WORK TO DO: Write out all the entries word for word, but skip any images.

RECORDS PROVIDED:

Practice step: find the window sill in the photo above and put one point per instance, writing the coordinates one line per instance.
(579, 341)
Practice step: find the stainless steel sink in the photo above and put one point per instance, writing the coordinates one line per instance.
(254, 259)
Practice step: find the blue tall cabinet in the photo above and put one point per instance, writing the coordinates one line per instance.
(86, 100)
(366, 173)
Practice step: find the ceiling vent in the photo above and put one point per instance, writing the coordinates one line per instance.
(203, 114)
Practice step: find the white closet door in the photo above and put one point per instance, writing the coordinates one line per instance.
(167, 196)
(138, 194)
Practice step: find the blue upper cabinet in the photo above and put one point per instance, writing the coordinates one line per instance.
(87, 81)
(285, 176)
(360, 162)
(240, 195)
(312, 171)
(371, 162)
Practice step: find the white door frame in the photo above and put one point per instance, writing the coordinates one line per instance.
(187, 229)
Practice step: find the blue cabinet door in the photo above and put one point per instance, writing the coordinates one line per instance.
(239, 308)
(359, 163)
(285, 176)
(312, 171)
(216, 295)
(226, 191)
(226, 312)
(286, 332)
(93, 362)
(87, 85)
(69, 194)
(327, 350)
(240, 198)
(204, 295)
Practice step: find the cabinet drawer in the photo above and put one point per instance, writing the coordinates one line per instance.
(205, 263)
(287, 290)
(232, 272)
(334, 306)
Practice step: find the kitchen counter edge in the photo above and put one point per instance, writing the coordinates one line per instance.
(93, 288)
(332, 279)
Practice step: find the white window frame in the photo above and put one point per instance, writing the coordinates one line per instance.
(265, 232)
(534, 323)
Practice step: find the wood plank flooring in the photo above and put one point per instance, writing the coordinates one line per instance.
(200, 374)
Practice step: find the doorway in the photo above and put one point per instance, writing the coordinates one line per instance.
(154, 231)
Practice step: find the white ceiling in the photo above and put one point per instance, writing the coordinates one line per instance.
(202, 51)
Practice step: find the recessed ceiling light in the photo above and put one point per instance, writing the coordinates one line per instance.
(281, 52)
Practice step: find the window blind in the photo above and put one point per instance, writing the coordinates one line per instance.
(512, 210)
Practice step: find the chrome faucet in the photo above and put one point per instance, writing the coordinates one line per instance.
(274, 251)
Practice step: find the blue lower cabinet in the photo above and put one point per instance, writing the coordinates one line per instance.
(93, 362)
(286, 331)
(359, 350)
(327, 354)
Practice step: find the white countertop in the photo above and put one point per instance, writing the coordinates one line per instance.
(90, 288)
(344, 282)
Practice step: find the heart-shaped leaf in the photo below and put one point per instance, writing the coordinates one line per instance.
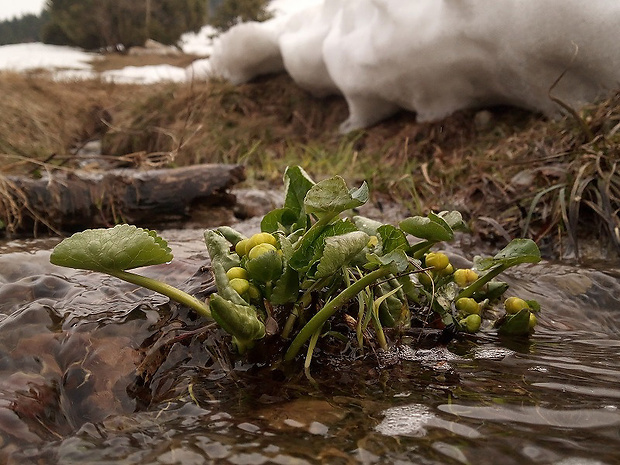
(122, 247)
(516, 252)
(339, 250)
(331, 197)
(433, 228)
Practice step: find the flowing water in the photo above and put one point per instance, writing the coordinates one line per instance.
(70, 393)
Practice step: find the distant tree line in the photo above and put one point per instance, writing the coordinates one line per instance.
(94, 24)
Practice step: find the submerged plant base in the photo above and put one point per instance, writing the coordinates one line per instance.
(312, 275)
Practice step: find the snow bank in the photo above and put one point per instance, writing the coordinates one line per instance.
(23, 57)
(434, 57)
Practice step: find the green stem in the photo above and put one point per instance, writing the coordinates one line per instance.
(332, 307)
(165, 289)
(477, 284)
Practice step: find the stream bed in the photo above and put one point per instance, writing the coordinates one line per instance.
(70, 392)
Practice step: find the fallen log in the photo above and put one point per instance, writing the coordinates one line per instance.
(75, 200)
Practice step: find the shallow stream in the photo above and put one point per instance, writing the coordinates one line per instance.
(70, 342)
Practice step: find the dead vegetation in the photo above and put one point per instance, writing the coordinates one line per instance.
(511, 173)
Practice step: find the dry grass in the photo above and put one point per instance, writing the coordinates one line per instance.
(511, 173)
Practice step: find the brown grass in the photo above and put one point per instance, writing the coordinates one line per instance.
(515, 174)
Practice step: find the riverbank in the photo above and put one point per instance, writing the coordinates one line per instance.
(510, 173)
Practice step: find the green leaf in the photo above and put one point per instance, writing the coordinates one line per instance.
(454, 219)
(367, 225)
(297, 183)
(517, 324)
(122, 247)
(432, 228)
(238, 320)
(516, 252)
(219, 250)
(397, 259)
(273, 220)
(286, 288)
(232, 235)
(339, 251)
(312, 243)
(331, 197)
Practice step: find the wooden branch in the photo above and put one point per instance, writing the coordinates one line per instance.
(68, 201)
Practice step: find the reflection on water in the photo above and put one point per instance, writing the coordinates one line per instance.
(96, 371)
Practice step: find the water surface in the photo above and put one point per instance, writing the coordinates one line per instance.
(70, 393)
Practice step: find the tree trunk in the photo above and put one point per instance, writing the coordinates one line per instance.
(70, 201)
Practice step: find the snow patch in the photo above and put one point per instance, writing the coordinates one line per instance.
(434, 57)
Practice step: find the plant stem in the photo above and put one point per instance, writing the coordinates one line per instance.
(165, 289)
(473, 287)
(332, 307)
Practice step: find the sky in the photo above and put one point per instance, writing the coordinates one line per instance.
(12, 8)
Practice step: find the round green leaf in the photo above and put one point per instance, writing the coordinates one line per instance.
(122, 247)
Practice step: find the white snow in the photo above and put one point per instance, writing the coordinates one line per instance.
(67, 63)
(434, 57)
(23, 57)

RESPONSE TO THIS EXERCISE:
Practice step: find the window sill in the photo above and put one point per instance, writing the coordinates one line per instance.
(579, 341)
Practice step: find the stainless steel sink in the photo above and put one point per instance, writing the coordinates one line per instance.
(254, 259)
Practice step: find the blue tall cabinet in the photo above and put one point per instance, writing the coordinates one line per instance.
(86, 100)
(366, 173)
Practice step: find the ceiling vent in the photo above and put one point per instance, writing the coordinates one line per instance.
(203, 114)
Practice step: find the white closet door in the photo above and put one point per instance, writing the coordinates one line per instance.
(167, 196)
(138, 194)
Practice step: find the blue upper cabinet in the photo above and put one point per instance, writing the coordinates one line per instance.
(87, 81)
(285, 176)
(360, 162)
(240, 195)
(312, 171)
(371, 162)
Practice step: find the white door frame in the photo above and put one point per instance, writing the coordinates one line per instance.
(187, 229)
Practice step: find the blue cabinet door in the photo above and put one point per instance, writing the coordinates one line per instance.
(239, 308)
(359, 163)
(285, 176)
(312, 171)
(216, 295)
(226, 191)
(226, 312)
(286, 332)
(93, 362)
(87, 85)
(69, 194)
(327, 350)
(240, 198)
(204, 295)
Practice step: find the cabinet drawer in the photo above and put one point per instance, writing the coordinates one line per instance.
(205, 263)
(287, 290)
(232, 272)
(334, 306)
Practice step: find the kitchen counter edge in the photo above and put one point per instance, writing the coordinates one line per instance.
(93, 288)
(332, 279)
Practice step: find the white window frame in the photo above and put one point per instance, writing the coordinates one line per instance.
(265, 232)
(534, 323)
Practice step: find the wood plank flooring in the photo above and put one point per instance, writing the coordinates one line per instance.
(200, 374)
Practice step: find the doorway in the photo above and put one point per instance, writing the coordinates one line per instance.
(154, 231)
Practice step: find the white ceiling in the photo above and put one point per instance, writing the coordinates one line per instance.
(202, 51)
Practice step: find the recessed ceiling light in the photo above and put one point per instance, writing the coordinates one line per instance.
(281, 52)
Practice step: find the window blind in the photo above and put one point per instance, writing the coordinates one line per instance.
(512, 210)
Practice step: find the chrome faucet in the photo above and put one point per instance, writing the coordinates one line per instance.
(274, 251)
Practice step: find the blue lower cabinet in the photo above and put one point per instance, writing the coordinates one line per instance.
(93, 362)
(286, 331)
(359, 350)
(327, 354)
Practice step: find the white countertop in the photo above and put one point per instance, writing the coordinates one line per instance.
(90, 288)
(344, 282)
Practice step: find the heart-shaped leaf in the photo below and put one point per instance, writing the coordinates one line per instance.
(122, 247)
(516, 252)
(339, 250)
(331, 197)
(433, 228)
Practice step: find the flowing water in the photo above and put one point per instance, writing the coordinates one line per instance.
(70, 393)
Practice step: find the distant tree line in the photo above and put one point per instance, writing the coordinates one line per instance.
(94, 24)
Practice step: find the submerged plant base in the photo above and put one point per instance, writing the coordinates one line per instance.
(312, 275)
Practice step: find the snow bank in the photo above and put one point per instance, writing the coordinates one line per instance.
(23, 57)
(434, 57)
Practice step: find the green stem in the photo above and put one point per instance, writing the coordinates one line per instance.
(332, 307)
(165, 289)
(477, 284)
Practice step: find the stream bed in the photo above and put one point per instance, writing the coordinates one line per instance.
(70, 392)
Practice step: find the fallen log in the photo above and put one point per instance, writing the coordinates one line per instance.
(75, 200)
Practice step: find the shallow stream in the photo above and put one point per instance, writing the coordinates one line per instance.
(70, 342)
Practice step: find the dead vegetation in the photo above and put one point per instance, writing the coordinates one line per instance.
(511, 173)
Practice step: find the dry grass in the photo above and put one point per instance, writing the coordinates one line per instance.
(511, 173)
Practice step: find the brown grass in the photo above and put one point per instance, writing the coordinates one line per instance.
(515, 174)
Practice step: find the riverbank in the photo above and put one point per instance, writing the coordinates one line per instance.
(510, 173)
Practice step: find the green leaf in the photo above and put one point per instance, writing the coordinates one line per instance.
(454, 219)
(367, 225)
(297, 183)
(517, 324)
(122, 247)
(432, 228)
(238, 320)
(516, 252)
(219, 250)
(397, 259)
(273, 220)
(286, 288)
(232, 235)
(339, 251)
(312, 243)
(331, 197)
Practice step: find the wooden branch in the photo above and put one point per instance, writing the coordinates one line per instance.
(68, 201)
Practice step: find the reflection on water in the photo above and put one point per instance, writing the coordinates one line per instance.
(96, 371)
Practice step: find the water surface in the photo above and put one point per instance, writing the coordinates one line per instance.
(70, 393)
Practice step: find the tree trunk in the photo above and put one point per instance, writing the coordinates one line per instance.
(70, 201)
Practice step: find the snow patch in the photo above and put one point per instance, writing the coordinates one line per instance.
(434, 57)
Practice step: find the plant stem in the photo above and put one point per instance, writing the coordinates one line per instance.
(165, 289)
(473, 287)
(332, 307)
Practice step: find the sky in the photo above and put one point per instance, writing the coordinates one line per instance.
(12, 8)
Practice step: find the round green leaf in the photo above and put one point per instance, writing the coordinates one line per instance.
(122, 247)
Practice step: find the white snow in the photo above and put one point per instance, writing the coordinates one line per instance.
(67, 63)
(434, 57)
(23, 57)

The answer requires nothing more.